**Directions**
Please copy every line of the records below that holds the word "ripe".

(Point localization data)
== Segment start ==
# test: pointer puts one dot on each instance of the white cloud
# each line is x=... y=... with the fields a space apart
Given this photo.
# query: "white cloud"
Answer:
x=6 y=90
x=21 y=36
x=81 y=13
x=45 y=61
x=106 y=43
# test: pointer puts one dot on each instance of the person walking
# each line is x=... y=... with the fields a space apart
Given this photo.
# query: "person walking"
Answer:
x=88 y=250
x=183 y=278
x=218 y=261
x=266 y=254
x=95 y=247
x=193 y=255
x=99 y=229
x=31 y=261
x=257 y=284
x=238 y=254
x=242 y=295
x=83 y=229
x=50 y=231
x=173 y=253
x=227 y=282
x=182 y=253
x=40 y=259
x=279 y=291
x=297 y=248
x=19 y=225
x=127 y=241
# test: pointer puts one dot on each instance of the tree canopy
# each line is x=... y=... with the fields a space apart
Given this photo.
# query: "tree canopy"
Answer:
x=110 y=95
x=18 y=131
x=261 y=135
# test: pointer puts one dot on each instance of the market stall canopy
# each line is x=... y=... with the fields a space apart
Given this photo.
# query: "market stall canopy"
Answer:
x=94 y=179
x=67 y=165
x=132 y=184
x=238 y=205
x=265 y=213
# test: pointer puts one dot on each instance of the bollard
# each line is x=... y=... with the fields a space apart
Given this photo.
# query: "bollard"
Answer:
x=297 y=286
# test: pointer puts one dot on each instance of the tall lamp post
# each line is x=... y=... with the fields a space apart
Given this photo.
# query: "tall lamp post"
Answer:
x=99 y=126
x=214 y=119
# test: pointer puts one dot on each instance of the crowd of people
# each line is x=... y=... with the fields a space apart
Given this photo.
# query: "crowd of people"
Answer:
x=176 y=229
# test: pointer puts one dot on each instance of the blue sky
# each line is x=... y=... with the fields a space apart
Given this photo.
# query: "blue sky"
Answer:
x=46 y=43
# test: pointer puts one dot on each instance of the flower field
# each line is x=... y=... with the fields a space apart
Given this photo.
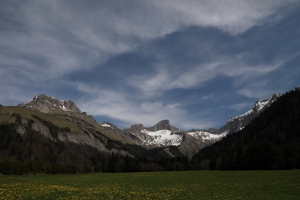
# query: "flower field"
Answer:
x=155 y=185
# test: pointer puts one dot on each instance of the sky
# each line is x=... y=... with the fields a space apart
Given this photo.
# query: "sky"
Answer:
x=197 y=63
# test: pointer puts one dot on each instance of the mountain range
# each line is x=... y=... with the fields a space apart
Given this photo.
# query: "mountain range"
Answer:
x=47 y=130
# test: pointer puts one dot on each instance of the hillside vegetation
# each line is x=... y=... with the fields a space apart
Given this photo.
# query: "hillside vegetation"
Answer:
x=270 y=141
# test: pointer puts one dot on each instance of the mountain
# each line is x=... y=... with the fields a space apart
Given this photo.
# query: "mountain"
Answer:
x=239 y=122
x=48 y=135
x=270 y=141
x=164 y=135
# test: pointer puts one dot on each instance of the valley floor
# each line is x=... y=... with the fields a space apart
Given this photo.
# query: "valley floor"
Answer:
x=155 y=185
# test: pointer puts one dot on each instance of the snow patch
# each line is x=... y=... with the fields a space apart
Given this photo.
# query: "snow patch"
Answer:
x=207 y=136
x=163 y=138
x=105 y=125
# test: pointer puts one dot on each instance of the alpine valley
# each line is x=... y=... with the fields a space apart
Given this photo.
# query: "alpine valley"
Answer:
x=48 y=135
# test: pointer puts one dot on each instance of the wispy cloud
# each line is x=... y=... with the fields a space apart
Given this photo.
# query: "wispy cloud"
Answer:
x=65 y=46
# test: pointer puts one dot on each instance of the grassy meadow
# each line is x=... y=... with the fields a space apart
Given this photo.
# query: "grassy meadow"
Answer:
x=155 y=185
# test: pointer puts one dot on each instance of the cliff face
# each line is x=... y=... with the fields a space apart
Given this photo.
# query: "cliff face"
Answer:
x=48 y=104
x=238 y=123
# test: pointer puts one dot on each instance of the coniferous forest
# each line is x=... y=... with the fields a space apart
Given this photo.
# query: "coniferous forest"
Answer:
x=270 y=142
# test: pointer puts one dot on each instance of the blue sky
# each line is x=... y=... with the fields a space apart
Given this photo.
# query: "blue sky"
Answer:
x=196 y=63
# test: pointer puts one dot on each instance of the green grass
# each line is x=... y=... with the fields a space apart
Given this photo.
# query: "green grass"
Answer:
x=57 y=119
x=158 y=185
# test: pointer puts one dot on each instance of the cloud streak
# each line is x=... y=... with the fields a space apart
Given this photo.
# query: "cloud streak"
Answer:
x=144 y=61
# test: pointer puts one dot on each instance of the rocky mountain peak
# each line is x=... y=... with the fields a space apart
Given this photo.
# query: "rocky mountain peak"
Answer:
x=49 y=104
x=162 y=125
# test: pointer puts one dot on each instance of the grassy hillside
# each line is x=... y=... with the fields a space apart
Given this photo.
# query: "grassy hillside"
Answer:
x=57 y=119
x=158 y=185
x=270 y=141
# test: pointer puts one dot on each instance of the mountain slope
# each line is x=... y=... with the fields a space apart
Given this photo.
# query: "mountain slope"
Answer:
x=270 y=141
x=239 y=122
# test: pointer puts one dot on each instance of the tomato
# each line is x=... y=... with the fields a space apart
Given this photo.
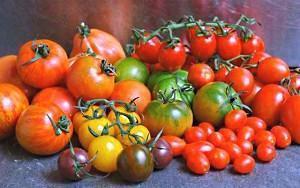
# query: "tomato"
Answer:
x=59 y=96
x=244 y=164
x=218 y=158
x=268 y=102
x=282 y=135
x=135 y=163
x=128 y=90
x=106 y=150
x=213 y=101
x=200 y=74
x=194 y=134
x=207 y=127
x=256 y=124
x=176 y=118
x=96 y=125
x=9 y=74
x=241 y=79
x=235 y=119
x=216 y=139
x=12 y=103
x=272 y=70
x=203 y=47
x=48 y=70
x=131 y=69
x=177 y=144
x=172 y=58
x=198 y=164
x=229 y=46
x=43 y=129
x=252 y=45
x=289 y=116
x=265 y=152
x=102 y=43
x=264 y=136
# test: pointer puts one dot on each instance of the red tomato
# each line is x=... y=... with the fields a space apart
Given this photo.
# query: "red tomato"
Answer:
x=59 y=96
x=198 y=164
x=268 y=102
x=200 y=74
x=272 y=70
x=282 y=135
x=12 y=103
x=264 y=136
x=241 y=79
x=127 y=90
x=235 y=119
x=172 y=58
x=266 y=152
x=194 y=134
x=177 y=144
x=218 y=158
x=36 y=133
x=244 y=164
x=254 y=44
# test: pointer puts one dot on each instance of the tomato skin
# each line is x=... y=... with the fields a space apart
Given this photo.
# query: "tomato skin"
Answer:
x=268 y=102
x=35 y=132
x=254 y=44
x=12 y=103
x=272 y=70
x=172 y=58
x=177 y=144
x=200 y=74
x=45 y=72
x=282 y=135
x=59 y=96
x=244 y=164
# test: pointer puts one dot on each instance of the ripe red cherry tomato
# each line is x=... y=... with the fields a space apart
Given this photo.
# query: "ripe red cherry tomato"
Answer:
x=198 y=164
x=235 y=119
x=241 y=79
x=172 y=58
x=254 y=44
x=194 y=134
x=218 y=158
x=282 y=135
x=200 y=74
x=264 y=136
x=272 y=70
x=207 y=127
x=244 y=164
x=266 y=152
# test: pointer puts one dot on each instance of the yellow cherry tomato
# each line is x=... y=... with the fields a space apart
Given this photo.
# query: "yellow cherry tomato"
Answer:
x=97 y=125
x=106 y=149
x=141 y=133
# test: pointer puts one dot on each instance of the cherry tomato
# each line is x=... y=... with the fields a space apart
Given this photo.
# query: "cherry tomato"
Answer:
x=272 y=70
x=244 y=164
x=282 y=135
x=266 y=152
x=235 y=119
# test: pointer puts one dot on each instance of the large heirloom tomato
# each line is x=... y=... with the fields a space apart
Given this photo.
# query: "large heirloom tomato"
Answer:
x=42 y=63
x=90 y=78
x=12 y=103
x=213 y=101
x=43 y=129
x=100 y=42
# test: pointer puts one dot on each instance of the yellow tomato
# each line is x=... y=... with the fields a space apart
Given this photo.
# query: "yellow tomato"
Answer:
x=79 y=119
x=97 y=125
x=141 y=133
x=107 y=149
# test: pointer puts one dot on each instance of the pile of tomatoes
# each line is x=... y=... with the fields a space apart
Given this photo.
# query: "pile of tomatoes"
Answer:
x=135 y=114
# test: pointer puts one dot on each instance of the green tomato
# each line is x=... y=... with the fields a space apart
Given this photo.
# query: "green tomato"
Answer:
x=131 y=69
== Segment end ==
== Segment start ==
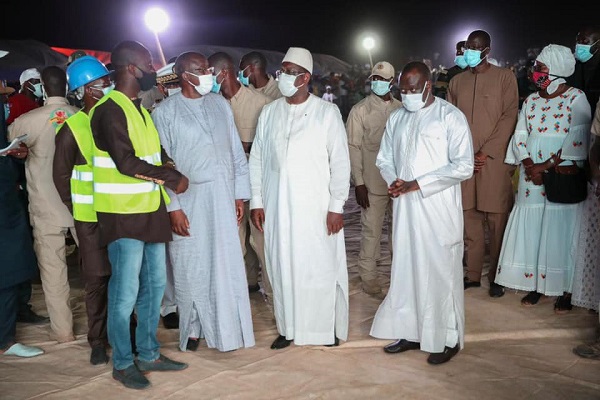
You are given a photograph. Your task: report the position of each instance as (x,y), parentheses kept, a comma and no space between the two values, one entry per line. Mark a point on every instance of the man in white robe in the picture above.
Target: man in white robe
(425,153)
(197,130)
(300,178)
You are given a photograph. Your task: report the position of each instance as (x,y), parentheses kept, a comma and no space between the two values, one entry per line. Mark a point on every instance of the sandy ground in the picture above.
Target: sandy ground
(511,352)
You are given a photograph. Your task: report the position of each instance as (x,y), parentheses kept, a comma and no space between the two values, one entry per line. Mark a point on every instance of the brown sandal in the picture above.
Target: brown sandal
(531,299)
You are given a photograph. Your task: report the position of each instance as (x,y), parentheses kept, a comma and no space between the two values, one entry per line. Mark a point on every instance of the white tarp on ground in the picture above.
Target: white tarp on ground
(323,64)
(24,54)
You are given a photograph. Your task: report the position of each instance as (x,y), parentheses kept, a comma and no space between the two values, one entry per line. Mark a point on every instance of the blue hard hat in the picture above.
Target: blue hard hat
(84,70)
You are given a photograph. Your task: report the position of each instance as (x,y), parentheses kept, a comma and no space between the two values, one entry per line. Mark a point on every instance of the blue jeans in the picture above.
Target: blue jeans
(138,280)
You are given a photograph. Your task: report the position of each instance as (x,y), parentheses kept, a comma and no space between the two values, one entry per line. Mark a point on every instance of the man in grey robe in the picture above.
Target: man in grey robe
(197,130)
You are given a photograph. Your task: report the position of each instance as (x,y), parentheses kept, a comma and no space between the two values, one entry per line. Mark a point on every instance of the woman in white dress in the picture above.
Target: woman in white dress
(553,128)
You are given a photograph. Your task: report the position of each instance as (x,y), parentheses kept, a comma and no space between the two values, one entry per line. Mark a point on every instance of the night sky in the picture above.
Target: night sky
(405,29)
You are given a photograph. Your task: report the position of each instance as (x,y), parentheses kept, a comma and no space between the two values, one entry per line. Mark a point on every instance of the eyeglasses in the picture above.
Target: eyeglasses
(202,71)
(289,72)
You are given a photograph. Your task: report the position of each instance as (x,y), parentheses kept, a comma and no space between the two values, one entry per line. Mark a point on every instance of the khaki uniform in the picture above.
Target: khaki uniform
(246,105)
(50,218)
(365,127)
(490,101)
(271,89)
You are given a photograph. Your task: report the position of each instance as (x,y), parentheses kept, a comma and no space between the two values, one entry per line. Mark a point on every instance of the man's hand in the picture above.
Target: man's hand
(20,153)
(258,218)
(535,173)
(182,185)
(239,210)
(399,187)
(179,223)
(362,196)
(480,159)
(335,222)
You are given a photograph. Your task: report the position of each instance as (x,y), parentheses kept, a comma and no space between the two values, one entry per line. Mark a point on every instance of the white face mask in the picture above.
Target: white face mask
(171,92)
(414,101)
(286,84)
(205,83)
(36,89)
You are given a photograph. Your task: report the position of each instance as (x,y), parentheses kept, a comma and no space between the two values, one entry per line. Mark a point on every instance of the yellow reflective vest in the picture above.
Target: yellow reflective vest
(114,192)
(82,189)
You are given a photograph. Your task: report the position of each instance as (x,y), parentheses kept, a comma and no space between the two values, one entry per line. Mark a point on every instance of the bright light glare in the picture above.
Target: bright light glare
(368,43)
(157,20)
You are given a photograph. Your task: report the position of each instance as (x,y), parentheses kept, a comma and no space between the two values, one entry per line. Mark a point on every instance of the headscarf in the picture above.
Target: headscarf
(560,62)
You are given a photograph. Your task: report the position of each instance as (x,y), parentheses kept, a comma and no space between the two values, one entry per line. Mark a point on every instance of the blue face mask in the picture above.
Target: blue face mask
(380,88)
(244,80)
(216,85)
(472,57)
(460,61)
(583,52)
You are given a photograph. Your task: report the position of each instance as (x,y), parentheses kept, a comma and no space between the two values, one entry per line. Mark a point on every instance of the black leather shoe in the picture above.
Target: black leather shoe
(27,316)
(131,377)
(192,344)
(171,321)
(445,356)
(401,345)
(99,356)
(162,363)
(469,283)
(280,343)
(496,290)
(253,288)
== Segment end ==
== Segment start ==
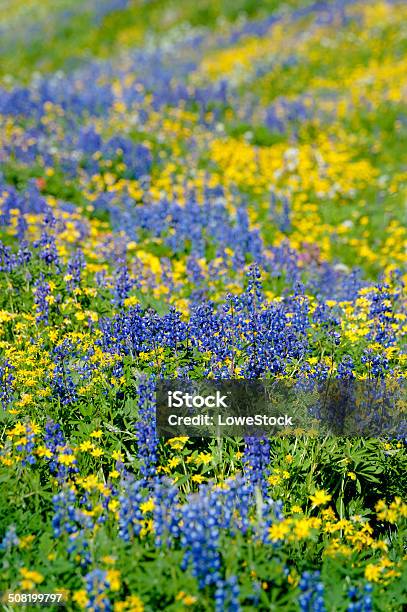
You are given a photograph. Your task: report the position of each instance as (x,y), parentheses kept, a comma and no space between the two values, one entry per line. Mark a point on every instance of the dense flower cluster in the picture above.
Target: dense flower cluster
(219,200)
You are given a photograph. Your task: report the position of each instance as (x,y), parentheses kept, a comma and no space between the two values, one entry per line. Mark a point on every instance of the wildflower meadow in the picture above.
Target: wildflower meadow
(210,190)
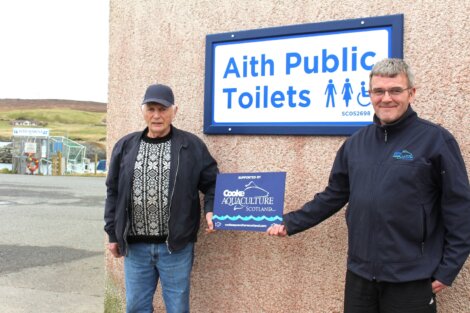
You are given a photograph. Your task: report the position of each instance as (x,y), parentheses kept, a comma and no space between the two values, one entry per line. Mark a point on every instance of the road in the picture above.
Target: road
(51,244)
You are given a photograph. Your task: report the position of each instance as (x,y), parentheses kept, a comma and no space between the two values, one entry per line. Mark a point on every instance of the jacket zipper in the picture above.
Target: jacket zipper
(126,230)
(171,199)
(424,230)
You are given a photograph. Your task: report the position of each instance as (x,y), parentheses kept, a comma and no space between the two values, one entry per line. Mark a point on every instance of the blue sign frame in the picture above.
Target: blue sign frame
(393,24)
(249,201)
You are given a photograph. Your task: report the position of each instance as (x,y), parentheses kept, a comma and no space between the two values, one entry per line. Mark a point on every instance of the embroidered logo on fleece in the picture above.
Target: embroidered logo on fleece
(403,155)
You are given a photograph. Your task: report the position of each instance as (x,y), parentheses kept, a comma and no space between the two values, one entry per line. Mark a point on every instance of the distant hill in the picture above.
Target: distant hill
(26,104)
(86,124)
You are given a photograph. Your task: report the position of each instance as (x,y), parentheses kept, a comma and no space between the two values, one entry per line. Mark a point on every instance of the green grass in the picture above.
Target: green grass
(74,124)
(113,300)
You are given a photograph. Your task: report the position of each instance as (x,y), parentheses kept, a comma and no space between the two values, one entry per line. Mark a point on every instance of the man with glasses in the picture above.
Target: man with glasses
== Segment end ==
**Solution for this problem**
# test: pointer puts one dot on each instance of the ripe red cherry tomato
# query: "ripe red cherry tomato"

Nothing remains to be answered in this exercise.